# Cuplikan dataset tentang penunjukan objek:
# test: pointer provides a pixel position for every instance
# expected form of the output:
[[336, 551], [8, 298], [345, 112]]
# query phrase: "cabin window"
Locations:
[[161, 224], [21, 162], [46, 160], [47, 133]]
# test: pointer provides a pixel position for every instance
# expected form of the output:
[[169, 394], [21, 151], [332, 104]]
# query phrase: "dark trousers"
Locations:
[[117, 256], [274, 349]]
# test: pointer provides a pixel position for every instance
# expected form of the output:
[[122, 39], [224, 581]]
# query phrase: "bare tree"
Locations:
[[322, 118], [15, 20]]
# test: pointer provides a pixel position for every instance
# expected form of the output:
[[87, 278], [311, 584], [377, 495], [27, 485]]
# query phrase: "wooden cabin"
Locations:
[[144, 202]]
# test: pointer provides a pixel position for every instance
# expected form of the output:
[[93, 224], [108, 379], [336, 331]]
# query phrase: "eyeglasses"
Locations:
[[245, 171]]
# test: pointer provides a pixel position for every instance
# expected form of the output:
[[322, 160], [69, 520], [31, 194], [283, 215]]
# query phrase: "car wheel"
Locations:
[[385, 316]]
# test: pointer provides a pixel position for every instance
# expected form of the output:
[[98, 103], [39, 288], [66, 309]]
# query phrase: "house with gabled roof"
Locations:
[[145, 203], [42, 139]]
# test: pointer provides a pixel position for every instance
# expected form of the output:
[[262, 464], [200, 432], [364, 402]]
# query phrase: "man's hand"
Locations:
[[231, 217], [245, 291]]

# Soal yang Diberikan:
Tolong masukkan setiap baris dari semua item di atas ke dalam tabel Markdown dengan kolom "Nomor" untuk nomor urut dan "Baris" untuk isi barisnya. Lewati baris yang kosong.

# Penyelesaian Tugas:
| Nomor | Baris |
|---|---|
| 1 | # test: pointer provides a pixel position for every instance |
| 2 | # expected form of the output: |
| 3 | [[336, 551], [8, 298], [345, 112]] |
| 4 | # query phrase: "cabin window" |
| 5 | Locations: |
| 6 | [[161, 224], [21, 162], [46, 160], [47, 133]] |
| 7 | # test: pointer provides a pixel position for every instance |
| 8 | # expected form of the output: |
| 9 | [[169, 394], [21, 151], [332, 104]] |
| 10 | # query phrase: "dark trousers" |
| 11 | Locations: |
| 12 | [[117, 256], [274, 349]] |
| 13 | # test: pointer provides a pixel position for every instance |
| 14 | # expected form of the output: |
| 15 | [[122, 39], [224, 581]] |
| 16 | # query phrase: "bare tree" |
| 17 | Locations: |
| 18 | [[322, 118], [15, 20]] |
| 19 | # test: pointer provides a pixel position for every instance |
| 20 | # expected form of the output: |
| 21 | [[87, 278], [311, 584], [377, 495], [27, 485]] |
| 22 | # query phrase: "wooden cabin" |
| 23 | Locations: |
| 24 | [[144, 202]] |
| 25 | # test: pointer provides a pixel position for every instance |
| 26 | # expected form of the output: |
| 27 | [[93, 224], [108, 379], [336, 331]] |
| 28 | # query phrase: "eyeglasses" |
| 29 | Locations: |
| 30 | [[245, 171]] |
| 31 | # test: pointer provides a pixel position for every instance |
| 32 | # expected form of the output: |
| 33 | [[322, 160], [69, 520], [31, 194], [283, 215]] |
| 34 | # query phrase: "car wheel" |
| 35 | Locations: |
| 36 | [[385, 316]] |
| 37 | # test: pointer provides a pixel position for every instance |
| 38 | # expected form of the output: |
| 39 | [[98, 103], [39, 288], [66, 309]] |
| 40 | # query phrase: "house with gabled roof" |
| 41 | Locations: |
| 42 | [[145, 203], [42, 139]] |
| 43 | # test: pointer provides a pixel position for every instance |
| 44 | # expected form of the output: |
| 45 | [[262, 464], [200, 432], [364, 402]] |
| 46 | # query phrase: "man's hand" |
| 47 | Locations: |
| 48 | [[231, 217], [245, 291]] |